-- EXERCISE OBJECTIVE --
Pick out and copy each line of the records that contains the string "green".

-- DATA SHOWN --
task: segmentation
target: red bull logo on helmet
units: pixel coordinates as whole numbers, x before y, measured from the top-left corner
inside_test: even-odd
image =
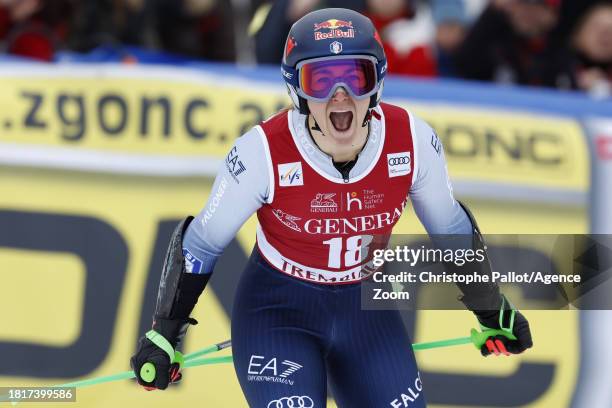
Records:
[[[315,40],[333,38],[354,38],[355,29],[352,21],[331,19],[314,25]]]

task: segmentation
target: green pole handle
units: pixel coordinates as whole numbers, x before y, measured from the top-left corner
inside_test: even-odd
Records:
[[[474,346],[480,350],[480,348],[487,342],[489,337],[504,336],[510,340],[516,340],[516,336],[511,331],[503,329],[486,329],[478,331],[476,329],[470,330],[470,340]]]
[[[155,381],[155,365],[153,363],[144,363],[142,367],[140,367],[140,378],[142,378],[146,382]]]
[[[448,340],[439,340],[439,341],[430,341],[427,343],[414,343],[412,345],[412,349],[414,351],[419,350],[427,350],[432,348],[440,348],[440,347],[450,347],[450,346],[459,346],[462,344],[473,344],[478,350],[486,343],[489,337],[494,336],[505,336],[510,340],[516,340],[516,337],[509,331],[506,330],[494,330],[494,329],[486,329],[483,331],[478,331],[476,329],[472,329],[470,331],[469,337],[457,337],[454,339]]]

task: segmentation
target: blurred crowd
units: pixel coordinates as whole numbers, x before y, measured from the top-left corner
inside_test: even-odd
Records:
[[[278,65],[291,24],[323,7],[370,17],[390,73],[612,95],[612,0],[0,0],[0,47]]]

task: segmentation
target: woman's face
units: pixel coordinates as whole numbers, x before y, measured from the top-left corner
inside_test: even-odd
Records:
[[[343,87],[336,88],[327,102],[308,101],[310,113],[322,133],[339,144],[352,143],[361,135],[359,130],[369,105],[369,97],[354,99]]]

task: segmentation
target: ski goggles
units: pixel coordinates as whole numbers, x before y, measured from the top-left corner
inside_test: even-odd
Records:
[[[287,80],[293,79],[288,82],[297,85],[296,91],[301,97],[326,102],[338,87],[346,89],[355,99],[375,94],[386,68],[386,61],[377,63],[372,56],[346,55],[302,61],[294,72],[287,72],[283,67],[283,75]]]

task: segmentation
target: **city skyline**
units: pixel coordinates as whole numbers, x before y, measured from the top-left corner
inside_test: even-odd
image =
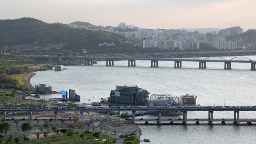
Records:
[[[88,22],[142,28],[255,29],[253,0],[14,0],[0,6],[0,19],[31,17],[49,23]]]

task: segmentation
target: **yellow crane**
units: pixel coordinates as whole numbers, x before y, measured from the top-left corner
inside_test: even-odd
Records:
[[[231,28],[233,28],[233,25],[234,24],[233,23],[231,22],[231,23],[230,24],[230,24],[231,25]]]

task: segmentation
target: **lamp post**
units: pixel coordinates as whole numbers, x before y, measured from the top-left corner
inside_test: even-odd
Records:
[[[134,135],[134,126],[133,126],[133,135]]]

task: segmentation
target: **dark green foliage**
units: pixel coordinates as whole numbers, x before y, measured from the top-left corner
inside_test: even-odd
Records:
---
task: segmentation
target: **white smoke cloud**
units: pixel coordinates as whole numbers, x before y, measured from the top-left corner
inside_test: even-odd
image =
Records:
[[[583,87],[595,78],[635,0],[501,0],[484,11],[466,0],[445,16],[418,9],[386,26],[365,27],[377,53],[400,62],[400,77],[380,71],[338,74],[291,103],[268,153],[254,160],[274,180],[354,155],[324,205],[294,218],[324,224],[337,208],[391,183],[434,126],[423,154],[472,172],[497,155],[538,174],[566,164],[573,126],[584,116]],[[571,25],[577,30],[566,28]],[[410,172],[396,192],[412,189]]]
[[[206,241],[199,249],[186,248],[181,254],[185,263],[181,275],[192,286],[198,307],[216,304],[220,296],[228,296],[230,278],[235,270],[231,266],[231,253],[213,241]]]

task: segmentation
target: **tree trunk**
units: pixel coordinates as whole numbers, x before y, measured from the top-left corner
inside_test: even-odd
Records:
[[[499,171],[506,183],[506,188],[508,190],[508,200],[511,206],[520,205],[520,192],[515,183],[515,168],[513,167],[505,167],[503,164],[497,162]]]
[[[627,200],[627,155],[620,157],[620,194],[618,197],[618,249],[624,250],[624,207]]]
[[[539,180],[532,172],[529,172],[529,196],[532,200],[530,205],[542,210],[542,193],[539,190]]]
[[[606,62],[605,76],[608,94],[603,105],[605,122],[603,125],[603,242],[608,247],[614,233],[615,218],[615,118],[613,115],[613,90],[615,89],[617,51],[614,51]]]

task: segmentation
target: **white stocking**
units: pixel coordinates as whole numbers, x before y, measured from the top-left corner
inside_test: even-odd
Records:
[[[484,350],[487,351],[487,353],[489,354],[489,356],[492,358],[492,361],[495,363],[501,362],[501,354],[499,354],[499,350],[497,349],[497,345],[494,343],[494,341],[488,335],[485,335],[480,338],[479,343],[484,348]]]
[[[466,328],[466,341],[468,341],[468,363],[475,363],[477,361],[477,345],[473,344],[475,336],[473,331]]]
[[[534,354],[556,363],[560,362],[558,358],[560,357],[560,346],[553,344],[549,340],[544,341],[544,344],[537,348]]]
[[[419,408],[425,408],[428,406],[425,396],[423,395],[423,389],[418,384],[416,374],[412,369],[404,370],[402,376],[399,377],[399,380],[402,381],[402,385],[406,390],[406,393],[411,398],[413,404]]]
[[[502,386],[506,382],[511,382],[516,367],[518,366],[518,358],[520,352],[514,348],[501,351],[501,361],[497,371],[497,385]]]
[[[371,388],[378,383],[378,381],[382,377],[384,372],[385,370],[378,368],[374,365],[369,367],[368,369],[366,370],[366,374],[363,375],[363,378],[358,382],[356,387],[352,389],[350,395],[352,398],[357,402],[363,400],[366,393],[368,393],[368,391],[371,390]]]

-- RESULT --
target: green pole handle
target: **dark green foliage**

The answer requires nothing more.